The problem with filenames in IO exceptions and errors

July 6, 2014

These days a common pattern in many languages is to have errors or error exceptions be basically strings. They may not literally be strings but often the only thing people really do with them is print or otherwise report their string form. Python and Go are both examples of this pattern. In such languages it's relatively common for the standard library to helpfully embed the name of the file that you're operating on in the error message for operating system IO errors. For example, the literal text of the errors and exceptions you get for trying to open a file that you don't have access to in Go and Python are:

open /etc/shadow: permission denied
[Errno 13] Permission denied: '/etc/shadow'

This sounds like an attractive feature, but there is a problem with it: unless the standard library does it all the time and documents it, people can't count on it, and when they can't count on it you wind up with ugly error messages in practice unless people go quite out of their way.
* * * * * * *
- Request 1: Show every line of the records that contains the string "swimming".
The article and the records come from unrelated sources.

Coordinate annotation records
* * * * * * *
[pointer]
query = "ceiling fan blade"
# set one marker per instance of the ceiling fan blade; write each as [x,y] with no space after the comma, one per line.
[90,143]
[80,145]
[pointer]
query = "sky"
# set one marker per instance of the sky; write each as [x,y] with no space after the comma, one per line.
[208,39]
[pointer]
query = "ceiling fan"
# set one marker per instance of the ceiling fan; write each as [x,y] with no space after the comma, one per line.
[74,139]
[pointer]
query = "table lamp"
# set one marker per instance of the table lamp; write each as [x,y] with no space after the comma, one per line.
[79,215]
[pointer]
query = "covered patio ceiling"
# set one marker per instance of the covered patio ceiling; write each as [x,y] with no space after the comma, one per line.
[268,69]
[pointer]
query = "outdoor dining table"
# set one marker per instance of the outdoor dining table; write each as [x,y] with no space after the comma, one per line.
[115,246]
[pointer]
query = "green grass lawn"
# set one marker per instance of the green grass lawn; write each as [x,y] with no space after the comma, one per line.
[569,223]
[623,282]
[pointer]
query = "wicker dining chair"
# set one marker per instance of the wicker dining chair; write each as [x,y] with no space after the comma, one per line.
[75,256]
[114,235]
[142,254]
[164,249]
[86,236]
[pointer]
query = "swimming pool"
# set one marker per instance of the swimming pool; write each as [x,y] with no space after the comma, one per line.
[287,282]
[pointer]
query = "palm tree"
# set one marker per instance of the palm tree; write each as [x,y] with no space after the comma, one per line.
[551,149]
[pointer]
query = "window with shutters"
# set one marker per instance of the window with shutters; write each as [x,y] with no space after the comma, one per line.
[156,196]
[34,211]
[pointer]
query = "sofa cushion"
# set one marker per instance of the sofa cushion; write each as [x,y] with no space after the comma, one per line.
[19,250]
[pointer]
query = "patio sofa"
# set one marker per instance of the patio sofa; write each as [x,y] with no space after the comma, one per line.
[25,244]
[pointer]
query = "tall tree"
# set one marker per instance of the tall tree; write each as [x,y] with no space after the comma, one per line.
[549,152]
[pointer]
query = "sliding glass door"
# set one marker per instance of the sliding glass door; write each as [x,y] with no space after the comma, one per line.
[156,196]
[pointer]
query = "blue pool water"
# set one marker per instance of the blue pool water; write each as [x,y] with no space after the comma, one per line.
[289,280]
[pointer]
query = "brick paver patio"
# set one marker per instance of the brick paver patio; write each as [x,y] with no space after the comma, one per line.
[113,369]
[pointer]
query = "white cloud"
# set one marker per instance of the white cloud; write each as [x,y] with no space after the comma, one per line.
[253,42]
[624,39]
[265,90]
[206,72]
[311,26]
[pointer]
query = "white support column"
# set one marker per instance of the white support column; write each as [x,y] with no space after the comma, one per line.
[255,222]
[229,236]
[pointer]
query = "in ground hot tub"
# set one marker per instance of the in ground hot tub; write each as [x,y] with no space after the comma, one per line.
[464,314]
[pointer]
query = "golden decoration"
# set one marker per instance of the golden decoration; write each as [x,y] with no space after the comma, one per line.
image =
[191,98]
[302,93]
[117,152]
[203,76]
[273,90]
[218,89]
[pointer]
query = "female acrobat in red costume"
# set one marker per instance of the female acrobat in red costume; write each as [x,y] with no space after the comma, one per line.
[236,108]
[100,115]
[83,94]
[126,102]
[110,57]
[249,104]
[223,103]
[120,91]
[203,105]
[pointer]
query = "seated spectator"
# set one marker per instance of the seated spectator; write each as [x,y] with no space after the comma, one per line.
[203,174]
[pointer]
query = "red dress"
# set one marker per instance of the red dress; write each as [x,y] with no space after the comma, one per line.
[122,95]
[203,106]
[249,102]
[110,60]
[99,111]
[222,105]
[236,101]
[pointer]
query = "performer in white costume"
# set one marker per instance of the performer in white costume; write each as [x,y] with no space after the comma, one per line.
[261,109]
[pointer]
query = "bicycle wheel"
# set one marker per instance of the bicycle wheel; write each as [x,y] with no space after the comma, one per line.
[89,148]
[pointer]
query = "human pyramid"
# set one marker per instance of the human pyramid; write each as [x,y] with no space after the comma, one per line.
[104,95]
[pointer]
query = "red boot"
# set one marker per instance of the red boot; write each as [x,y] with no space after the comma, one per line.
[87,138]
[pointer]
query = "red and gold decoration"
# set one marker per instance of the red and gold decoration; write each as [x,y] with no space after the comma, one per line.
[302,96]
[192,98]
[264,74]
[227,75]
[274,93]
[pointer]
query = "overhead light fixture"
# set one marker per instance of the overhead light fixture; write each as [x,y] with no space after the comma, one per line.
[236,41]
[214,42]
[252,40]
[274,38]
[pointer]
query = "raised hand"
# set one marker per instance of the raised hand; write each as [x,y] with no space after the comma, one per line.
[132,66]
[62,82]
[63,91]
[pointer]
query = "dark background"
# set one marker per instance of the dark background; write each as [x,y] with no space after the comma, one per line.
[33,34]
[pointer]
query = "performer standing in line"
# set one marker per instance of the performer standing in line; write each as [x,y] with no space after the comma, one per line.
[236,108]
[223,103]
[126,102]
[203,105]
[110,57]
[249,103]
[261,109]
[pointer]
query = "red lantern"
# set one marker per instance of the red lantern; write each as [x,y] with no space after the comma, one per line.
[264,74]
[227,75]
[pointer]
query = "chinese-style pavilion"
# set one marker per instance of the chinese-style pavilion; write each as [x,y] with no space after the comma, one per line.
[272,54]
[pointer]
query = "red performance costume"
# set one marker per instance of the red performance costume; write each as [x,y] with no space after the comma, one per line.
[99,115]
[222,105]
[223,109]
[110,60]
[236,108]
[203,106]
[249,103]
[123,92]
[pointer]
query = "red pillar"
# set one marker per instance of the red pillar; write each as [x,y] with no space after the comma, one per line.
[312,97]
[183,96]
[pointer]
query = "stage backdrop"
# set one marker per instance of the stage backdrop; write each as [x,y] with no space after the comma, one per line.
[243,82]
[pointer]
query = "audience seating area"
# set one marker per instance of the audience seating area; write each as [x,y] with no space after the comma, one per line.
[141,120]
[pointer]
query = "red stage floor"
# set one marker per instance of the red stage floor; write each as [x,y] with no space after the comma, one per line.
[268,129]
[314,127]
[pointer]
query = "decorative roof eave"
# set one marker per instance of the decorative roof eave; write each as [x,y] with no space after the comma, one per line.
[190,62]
* * * * * * *
- Request 2: In the article on filenames in IO errors, which two languages are named as examples of treating errors as basically strings?

- Reply 1:
query = "swimming pool"
# set one marker per instance of the swimming pool; write each as [x,y] with no space after the comma, one per line.

- Reply 2: Python and Go.